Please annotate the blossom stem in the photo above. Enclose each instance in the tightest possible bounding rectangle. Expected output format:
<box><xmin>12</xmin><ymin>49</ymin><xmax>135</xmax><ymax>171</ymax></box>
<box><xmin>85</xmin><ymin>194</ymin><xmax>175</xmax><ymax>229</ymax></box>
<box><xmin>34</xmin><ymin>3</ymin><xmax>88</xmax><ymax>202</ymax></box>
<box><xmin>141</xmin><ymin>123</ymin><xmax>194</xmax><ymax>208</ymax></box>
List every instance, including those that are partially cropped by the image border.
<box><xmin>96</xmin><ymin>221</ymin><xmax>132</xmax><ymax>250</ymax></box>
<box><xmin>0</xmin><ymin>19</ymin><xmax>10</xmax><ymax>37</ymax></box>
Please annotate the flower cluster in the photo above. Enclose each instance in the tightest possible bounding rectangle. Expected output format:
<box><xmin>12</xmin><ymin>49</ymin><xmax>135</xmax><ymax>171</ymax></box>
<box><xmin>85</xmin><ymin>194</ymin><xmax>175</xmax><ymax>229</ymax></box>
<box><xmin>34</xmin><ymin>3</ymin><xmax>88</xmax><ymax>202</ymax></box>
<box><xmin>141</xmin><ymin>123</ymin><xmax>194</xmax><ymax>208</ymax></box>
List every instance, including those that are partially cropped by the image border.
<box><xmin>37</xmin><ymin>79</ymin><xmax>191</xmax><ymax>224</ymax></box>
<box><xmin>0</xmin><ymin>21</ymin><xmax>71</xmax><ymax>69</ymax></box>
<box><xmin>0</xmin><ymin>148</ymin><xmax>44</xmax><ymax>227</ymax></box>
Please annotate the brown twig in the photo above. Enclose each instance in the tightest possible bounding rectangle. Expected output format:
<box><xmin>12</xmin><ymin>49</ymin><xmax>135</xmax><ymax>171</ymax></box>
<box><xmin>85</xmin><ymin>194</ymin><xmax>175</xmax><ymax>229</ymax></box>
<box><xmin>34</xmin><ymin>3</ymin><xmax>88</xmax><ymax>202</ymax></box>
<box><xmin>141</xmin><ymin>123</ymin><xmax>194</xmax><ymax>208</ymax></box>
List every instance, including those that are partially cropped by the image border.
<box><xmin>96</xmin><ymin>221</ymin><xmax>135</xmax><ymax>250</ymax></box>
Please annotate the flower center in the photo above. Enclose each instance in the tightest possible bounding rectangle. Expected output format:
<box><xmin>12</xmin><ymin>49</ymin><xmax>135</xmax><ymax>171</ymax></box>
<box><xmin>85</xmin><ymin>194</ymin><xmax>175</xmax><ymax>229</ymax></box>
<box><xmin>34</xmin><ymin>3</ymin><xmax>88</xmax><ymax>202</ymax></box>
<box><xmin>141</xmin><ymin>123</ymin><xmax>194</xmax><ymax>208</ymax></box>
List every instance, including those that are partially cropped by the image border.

......

**DO THIS**
Tallying the lines above, how many contain the string "photo", with uppercase and lowercase treated as different? Reply with the number only.

**TASK RESPONSE**
4